(1940) Articles divers (1938-1940) « Pourquoi nous sommes là (décembre 1939) » p. 1

Pourquoi nous sommes là (décembre 1939)q

Il neige de gros flocons humides sur un vallon du haut Jura. Et la neige fond dans la boue. Je débouche entre deux sapins pleureurs, enveloppé dans une toile de tente raidie par l’humidité. Et je constate que mes hommes ont cessé de creuser leur trou de mitrailleuse : ils préfèrent s’enfumer autour d’un feu de branches mortes, mornes et ronchonneurs, à la lisière d’un bois. J’essaie de les réconforter. Silence, réprobation muette. Je prends une pioche et tape deux coups : la terre gicle sur mes joues glacées et sur mon casque. Les hommes me regardent, et ils ne rient même pas. L’un d’eux entre ses dents : « On se demande ce qu’on fout par-là… »

Eh bien oui, bande de rouspéteurs, vous avez bien raison de vous le demander !

Et je me le demande encore, devant ce papier blanc : pourquoi sommes-nous là, — quelque part, — loin de tout ce qui faisait notre vie ? Il faudrait essayer de répondre.

L’homme n’est pas né pour faire n’importe quoi, sans rien comprendre.

* * *

§ **CONSIGNE**
Relevez, dans le texte à lire, tous les objets que la personne qui dit « je » porte sur elle ou prend en main.

* * *

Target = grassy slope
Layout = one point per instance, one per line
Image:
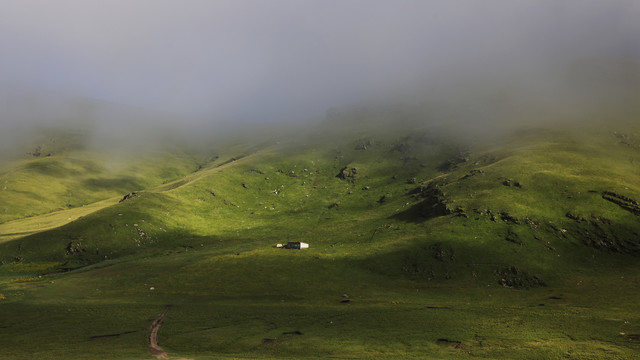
(204, 243)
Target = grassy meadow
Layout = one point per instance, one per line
(421, 246)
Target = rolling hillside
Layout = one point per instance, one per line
(422, 245)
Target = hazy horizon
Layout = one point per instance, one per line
(210, 62)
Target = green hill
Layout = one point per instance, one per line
(422, 245)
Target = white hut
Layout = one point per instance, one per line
(294, 245)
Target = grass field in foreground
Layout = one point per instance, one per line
(429, 249)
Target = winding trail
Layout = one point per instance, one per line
(155, 349)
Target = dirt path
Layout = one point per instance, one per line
(155, 349)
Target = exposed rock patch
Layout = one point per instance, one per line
(512, 277)
(626, 203)
(347, 173)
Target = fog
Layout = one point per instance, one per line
(199, 63)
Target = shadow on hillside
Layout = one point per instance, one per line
(420, 212)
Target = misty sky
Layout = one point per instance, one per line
(266, 60)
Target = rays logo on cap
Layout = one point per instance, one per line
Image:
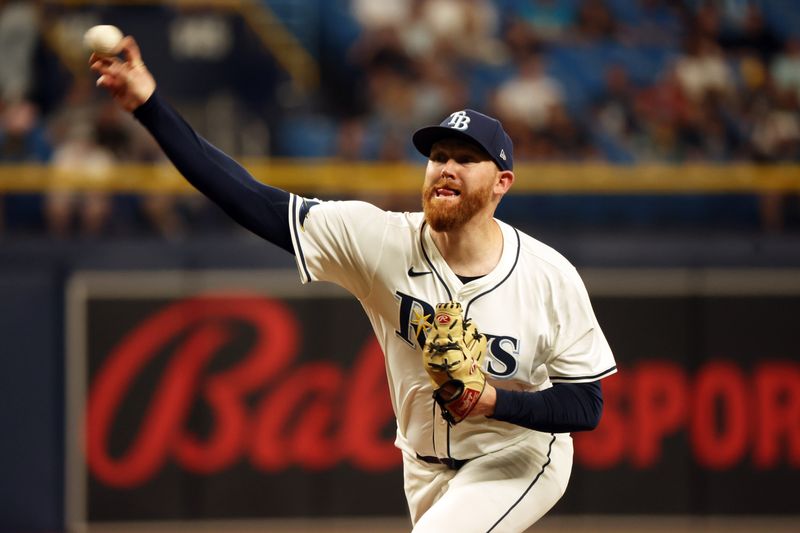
(459, 120)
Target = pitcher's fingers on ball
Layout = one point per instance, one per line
(131, 52)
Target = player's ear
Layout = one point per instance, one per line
(505, 178)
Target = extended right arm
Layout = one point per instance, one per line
(262, 209)
(258, 207)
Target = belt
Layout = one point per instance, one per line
(449, 462)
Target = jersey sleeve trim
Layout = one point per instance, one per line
(296, 204)
(578, 379)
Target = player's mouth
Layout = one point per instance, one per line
(444, 192)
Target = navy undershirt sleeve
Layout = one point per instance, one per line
(262, 209)
(563, 408)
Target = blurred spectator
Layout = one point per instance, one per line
(439, 29)
(530, 95)
(703, 70)
(750, 35)
(614, 111)
(785, 69)
(22, 140)
(79, 155)
(22, 137)
(378, 16)
(652, 22)
(19, 31)
(566, 140)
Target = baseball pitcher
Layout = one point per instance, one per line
(493, 352)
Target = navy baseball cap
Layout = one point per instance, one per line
(472, 126)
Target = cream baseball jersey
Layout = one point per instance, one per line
(533, 307)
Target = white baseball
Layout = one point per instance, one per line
(103, 39)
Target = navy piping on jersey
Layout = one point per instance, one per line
(295, 213)
(576, 378)
(430, 263)
(516, 260)
(527, 490)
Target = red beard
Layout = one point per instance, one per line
(445, 217)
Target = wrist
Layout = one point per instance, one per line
(487, 402)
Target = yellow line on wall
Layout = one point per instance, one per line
(333, 178)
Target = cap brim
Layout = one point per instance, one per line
(425, 138)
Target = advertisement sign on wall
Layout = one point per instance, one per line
(232, 395)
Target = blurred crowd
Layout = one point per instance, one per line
(621, 81)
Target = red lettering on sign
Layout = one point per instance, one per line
(659, 408)
(302, 418)
(606, 446)
(729, 416)
(777, 414)
(719, 423)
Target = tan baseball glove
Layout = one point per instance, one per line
(452, 356)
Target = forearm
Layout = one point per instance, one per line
(258, 207)
(563, 408)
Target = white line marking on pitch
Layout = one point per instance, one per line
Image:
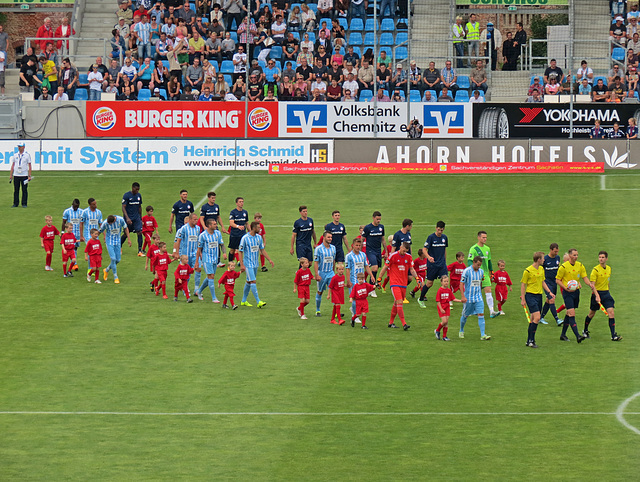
(621, 412)
(204, 199)
(319, 414)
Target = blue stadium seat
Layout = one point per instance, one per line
(366, 95)
(463, 81)
(386, 39)
(387, 25)
(81, 94)
(462, 96)
(355, 38)
(356, 25)
(144, 94)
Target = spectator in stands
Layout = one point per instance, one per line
(399, 79)
(553, 68)
(431, 78)
(617, 90)
(476, 98)
(600, 93)
(478, 78)
(444, 95)
(618, 32)
(472, 29)
(68, 78)
(535, 97)
(536, 86)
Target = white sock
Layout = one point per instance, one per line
(489, 301)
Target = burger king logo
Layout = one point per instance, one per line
(260, 119)
(104, 118)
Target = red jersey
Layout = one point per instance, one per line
(94, 247)
(149, 224)
(501, 278)
(336, 285)
(398, 268)
(303, 277)
(48, 233)
(455, 270)
(161, 262)
(183, 271)
(360, 291)
(68, 240)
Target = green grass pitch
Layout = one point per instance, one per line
(194, 392)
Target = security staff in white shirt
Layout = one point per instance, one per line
(20, 174)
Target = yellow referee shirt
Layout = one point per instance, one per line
(567, 272)
(533, 278)
(601, 276)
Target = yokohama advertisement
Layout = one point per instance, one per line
(181, 119)
(547, 120)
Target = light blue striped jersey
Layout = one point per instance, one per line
(209, 244)
(472, 281)
(188, 237)
(73, 217)
(250, 246)
(91, 220)
(325, 258)
(113, 231)
(355, 263)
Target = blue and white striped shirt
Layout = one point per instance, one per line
(113, 231)
(209, 244)
(355, 263)
(73, 217)
(250, 247)
(91, 220)
(188, 237)
(472, 281)
(325, 258)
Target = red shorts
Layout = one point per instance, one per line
(67, 255)
(501, 292)
(95, 261)
(447, 309)
(304, 292)
(362, 306)
(455, 285)
(399, 294)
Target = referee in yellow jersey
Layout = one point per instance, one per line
(600, 276)
(572, 270)
(532, 285)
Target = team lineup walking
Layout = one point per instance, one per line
(362, 266)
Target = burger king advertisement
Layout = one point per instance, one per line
(181, 119)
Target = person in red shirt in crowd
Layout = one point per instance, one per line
(455, 271)
(359, 293)
(149, 225)
(161, 265)
(444, 298)
(93, 254)
(47, 236)
(503, 285)
(336, 287)
(301, 284)
(182, 274)
(420, 266)
(45, 32)
(68, 241)
(228, 279)
(399, 265)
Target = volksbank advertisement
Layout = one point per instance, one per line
(175, 155)
(366, 119)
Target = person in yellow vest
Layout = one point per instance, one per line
(458, 35)
(600, 276)
(473, 35)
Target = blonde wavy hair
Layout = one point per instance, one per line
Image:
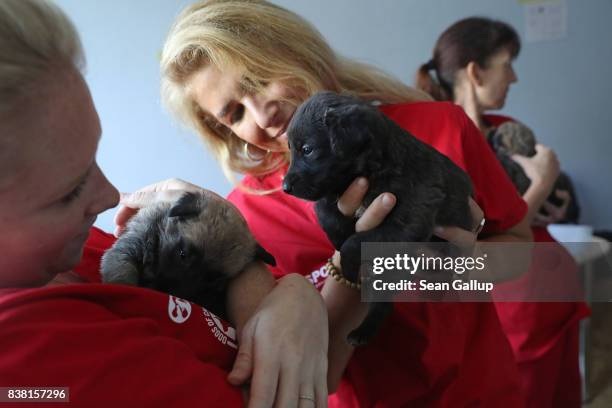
(267, 43)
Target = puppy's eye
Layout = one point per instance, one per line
(306, 150)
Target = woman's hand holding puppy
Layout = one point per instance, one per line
(282, 325)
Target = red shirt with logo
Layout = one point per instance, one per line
(115, 344)
(427, 354)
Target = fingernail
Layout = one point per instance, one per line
(387, 201)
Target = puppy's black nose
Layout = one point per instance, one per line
(287, 186)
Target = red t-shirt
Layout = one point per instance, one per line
(115, 344)
(534, 328)
(427, 354)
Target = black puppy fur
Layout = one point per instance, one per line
(334, 139)
(190, 249)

* * *

§ **CORRIGÉ DÉTAILLÉ**
Ces objets sont une toile de tente, une pioche et un casque.